Na esteira do pensamento de Krenak, uma importante voz indígena crítica desse modelo, percebemos o quanto os conceitos de desenvolvimento, mesmo o de desenvolvimento sustentável, são construídos e implementados a partir de uma abstração de vida e de humanidade, sendo mais um exemplo de um discurso globalizante (RIBEIRO, 2012, p. 217). Em contraponto, no conflito entre os Anacé e o CIPP, os indígenas estão a todo momento reivindicando o seu direito de nominar seus próprios processos de desenvolvimento e de orientar, assim, a direção e o rumo de suas mudanças. Não pensam, portanto, desenvolvimento de forma descolada da experiência vivida no território, o que reflete, assim como ocorre com outros grupos impactados por projetos de desenvolvimento ou projetos de grande escala (RIBEIRO, 2012), “não apenas as desigualdades sociais, mas também as diferenças entre as percepções e as concepções de mundo dos sujeitos envolvidos” (ZHOURI; OLIVEIRA; LASCHEFSKI, 2012, p. 157).

Assim, sob o argumento da geração de emprego e renda, busca-se implementar um projeto pautado na construção de indústrias de grande impacto socioambiental, como siderúrgicas, refinarias e termelétricas a carvão mineral, viabilizadas pela construção de uma infraestrutura que inclui porto, rodovias e água em abundância para matar a sede das indústrias, vinda da transposição do Rio São Francisco. As escolhas governamentais, portanto, parecem continuar se pautando em um reducionismo que entende desenvolvimento apenas na lógica do crescimento econômico a qualquer custo e sem considerar as perspectivas de vida das coletividades e povos afetados. Mesmo a defesa do desenvolvimento sustentável, conforme apregoado pelas indústrias que compõem o CIPP e pelo Estado, sequer tangencia as lógicas indígenas de desenvolvimento como “satisfação de vida” ou como realização da corrente dos encantados. Refletindo sobre o conflito entre lógicas distintas de desenvolvimento, Ribeiro apresenta que

Desenvolvimento depende de uma concepção que concebe tempo como uma sequência linear de estágios avançando interminavelmente para momentos melhores. Uma implicação deste construto ocidental é que crescimento, transformação e acumulação se tornam princípios guias de políticas. Mas, em muitas sociedades não ocidentais, o tempo é entendido como ciclos de eternos recomeços, o que favorece o florescimento e a consolidação da contemplação, adaptação e da homeostase como pilares de suas cosmologias (RIBEIRO, 2012, p. 218).

....

Por favor, dê a continuação do texto sobre o conflito entre os Anacé e o CIPP, começando logo após a última frase dele. Os dados não têm relação com o texto sobre o conflito entre os Anacé e o CIPP.

....

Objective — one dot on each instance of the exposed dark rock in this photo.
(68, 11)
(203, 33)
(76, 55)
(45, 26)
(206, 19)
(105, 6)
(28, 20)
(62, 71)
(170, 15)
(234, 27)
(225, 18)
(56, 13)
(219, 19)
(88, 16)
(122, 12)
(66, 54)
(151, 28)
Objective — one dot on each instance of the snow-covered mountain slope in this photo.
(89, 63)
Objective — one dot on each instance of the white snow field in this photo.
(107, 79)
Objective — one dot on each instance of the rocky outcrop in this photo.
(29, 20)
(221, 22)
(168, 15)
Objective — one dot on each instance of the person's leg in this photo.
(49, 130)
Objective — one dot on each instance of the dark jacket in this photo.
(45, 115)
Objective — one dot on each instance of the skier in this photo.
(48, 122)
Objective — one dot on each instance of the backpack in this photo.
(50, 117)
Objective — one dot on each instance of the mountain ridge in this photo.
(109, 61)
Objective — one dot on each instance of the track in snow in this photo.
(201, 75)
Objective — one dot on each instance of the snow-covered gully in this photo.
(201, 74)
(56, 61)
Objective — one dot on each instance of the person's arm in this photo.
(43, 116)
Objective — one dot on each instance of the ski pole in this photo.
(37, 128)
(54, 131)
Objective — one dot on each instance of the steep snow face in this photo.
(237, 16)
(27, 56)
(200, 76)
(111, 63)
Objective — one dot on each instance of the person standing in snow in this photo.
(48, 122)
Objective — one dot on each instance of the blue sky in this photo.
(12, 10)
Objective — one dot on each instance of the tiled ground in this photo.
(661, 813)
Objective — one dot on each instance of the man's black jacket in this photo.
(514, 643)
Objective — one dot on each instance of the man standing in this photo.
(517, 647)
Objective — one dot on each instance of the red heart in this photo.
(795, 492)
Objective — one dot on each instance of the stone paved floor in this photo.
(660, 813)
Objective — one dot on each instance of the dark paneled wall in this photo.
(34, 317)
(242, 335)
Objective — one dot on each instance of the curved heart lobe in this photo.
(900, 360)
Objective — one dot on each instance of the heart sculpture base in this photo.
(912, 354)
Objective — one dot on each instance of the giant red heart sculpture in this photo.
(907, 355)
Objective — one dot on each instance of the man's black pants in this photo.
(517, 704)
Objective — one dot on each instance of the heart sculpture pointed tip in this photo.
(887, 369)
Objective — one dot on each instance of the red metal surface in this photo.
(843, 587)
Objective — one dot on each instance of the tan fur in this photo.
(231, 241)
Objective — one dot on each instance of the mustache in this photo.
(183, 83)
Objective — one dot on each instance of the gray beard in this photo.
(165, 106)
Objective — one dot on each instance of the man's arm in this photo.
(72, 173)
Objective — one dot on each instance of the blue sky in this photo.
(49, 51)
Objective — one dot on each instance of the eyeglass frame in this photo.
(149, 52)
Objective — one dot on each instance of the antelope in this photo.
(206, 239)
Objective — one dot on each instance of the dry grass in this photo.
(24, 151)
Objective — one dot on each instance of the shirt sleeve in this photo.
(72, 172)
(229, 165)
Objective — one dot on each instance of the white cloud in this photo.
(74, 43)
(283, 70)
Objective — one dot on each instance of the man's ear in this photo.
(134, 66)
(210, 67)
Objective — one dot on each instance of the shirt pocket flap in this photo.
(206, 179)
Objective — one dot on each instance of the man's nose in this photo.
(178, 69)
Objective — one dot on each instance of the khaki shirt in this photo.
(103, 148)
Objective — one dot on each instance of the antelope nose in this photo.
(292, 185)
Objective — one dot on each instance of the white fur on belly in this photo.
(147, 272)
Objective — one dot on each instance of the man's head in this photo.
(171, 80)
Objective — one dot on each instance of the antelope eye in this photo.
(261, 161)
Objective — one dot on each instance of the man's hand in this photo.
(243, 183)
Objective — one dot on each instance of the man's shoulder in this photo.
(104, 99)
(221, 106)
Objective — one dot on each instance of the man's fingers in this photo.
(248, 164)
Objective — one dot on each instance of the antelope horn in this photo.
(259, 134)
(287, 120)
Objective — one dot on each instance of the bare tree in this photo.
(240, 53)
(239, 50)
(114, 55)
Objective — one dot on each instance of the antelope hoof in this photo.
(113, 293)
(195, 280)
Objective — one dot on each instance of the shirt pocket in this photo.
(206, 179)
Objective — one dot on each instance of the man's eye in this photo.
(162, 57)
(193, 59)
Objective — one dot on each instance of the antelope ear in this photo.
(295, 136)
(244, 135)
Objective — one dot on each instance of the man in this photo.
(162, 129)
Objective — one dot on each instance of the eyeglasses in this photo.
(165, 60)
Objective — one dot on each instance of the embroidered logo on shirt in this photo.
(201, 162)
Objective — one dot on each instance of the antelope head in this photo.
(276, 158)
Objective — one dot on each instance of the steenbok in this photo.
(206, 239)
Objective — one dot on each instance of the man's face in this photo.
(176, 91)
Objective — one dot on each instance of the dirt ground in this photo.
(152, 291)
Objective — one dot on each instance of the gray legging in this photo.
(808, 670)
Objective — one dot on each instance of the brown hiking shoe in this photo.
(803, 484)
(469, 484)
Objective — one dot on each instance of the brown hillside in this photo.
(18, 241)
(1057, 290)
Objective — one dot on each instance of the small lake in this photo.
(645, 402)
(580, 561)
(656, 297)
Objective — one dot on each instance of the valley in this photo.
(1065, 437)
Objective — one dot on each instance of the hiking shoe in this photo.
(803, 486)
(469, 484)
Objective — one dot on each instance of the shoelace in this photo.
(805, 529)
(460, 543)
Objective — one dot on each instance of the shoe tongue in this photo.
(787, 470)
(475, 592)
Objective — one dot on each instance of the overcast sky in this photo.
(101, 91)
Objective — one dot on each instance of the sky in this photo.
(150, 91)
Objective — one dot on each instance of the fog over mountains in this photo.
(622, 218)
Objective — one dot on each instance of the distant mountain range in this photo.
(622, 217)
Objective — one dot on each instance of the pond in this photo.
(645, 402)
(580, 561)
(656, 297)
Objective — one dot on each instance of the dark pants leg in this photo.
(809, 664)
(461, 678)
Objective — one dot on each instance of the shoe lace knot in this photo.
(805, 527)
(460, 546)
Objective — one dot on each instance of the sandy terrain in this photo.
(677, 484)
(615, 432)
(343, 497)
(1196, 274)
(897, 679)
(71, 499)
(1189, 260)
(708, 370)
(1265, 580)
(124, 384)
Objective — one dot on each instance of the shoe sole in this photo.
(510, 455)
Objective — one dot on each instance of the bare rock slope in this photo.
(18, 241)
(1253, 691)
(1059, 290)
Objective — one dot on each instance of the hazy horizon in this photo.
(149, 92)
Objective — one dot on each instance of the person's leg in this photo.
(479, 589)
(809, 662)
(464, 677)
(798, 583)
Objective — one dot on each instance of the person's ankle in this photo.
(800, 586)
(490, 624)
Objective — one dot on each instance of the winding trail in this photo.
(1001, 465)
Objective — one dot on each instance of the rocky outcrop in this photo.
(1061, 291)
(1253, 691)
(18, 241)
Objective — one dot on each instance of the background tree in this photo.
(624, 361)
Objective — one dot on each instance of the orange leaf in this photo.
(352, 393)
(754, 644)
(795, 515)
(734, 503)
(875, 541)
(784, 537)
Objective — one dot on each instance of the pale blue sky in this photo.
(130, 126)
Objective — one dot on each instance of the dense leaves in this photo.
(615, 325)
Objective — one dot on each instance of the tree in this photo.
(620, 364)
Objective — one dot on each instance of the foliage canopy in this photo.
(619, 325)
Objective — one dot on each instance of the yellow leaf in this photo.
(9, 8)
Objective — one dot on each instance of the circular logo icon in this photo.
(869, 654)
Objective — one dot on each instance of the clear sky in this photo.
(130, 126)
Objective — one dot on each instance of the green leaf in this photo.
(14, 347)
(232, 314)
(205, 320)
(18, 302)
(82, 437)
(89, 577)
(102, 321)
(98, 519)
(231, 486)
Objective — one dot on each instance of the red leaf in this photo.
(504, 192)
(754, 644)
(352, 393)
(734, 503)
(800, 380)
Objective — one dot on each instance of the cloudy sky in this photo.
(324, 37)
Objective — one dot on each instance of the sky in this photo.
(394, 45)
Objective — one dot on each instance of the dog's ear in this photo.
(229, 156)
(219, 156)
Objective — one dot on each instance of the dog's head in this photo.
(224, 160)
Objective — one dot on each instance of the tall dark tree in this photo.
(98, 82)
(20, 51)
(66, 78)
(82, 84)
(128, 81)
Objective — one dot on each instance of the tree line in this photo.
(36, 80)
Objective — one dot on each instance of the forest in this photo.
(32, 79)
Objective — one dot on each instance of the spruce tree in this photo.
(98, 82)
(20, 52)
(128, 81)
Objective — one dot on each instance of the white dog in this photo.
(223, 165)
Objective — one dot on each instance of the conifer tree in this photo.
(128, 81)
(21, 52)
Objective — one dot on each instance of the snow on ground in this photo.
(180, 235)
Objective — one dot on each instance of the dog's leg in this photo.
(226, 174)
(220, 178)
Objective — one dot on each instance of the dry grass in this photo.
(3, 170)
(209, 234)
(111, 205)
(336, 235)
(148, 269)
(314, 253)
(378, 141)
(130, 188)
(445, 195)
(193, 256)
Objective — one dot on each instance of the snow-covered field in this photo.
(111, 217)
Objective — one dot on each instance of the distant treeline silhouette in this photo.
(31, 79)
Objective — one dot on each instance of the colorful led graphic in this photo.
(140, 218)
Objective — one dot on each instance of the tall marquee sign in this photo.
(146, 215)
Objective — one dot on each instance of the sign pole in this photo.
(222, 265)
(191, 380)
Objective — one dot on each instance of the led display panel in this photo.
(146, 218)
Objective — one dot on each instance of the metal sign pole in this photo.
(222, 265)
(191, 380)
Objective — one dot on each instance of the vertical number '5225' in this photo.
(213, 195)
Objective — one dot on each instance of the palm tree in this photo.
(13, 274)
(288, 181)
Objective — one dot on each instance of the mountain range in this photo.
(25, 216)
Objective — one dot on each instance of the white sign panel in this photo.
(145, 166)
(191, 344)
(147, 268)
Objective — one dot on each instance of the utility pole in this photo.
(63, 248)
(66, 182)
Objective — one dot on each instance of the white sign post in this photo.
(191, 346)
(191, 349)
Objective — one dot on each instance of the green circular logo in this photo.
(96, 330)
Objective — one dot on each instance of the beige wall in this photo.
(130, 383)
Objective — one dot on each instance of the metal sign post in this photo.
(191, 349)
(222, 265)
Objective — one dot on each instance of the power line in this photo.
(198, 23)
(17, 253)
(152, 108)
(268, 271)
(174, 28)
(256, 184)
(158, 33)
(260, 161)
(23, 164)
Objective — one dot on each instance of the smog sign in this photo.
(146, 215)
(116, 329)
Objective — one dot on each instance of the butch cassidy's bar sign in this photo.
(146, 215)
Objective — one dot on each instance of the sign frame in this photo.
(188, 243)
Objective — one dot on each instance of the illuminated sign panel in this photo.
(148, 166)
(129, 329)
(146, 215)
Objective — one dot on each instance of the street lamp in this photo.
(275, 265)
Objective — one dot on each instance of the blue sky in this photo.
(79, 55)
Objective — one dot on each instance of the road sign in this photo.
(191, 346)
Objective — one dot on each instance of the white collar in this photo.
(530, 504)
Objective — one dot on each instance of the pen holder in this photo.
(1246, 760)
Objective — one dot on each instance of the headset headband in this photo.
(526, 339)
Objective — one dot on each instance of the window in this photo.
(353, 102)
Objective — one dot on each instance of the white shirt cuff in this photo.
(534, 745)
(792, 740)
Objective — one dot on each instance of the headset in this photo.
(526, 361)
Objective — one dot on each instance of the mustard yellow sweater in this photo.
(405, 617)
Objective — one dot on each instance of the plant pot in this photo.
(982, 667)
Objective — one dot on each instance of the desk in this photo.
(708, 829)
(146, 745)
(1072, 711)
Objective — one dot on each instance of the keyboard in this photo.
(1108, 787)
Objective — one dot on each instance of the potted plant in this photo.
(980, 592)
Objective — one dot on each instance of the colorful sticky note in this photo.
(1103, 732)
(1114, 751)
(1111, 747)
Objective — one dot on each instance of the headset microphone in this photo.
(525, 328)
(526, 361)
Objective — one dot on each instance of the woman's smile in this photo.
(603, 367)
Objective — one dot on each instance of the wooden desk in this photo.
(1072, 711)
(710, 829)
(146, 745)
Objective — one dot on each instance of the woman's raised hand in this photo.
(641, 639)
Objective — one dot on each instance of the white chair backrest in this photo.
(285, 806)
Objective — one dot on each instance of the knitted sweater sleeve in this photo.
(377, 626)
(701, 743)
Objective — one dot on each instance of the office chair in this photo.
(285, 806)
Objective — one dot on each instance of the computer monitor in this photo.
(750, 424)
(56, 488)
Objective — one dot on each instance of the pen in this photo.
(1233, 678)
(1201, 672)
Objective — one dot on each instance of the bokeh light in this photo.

....

RESPOSTA =
A área da construção do CIPP representa a mesma área em que vive um grupo que se auto-identifica como Anacé, que tem relações diferenciadas com esse território. Essas relações são pautadas no manejo sustentável dos recursos, no conhecimento profundo dos ciclos naturais, na compreensão do lugar como morada dos antepassados, na produção de hortaliças, nas farinhadas, nas danças e outras atividades. Isso que os Anacé fazem de seu cotidiano, ressignificando suas tradições, criando e recriando projetos coletivos de futuro, sem perder a referência do/no território, é o que eles chamam de desenvolvimento. Para esse povo indígena, a comunidade e o território, com suas características físicas, representam uma unidade que garante a produção, a reprodução e a ressignificação do seu modo de vida, algo que resulta numa forte identidade com o espaço onde se vive. O território por eles habitado não é uma abstração fora da experiência vivida, mas é o lugar da casa, é a fonte de sustento, é a morada dos encantados, é o lugar onde eles/elas (re)produzem sua existência diferenciada.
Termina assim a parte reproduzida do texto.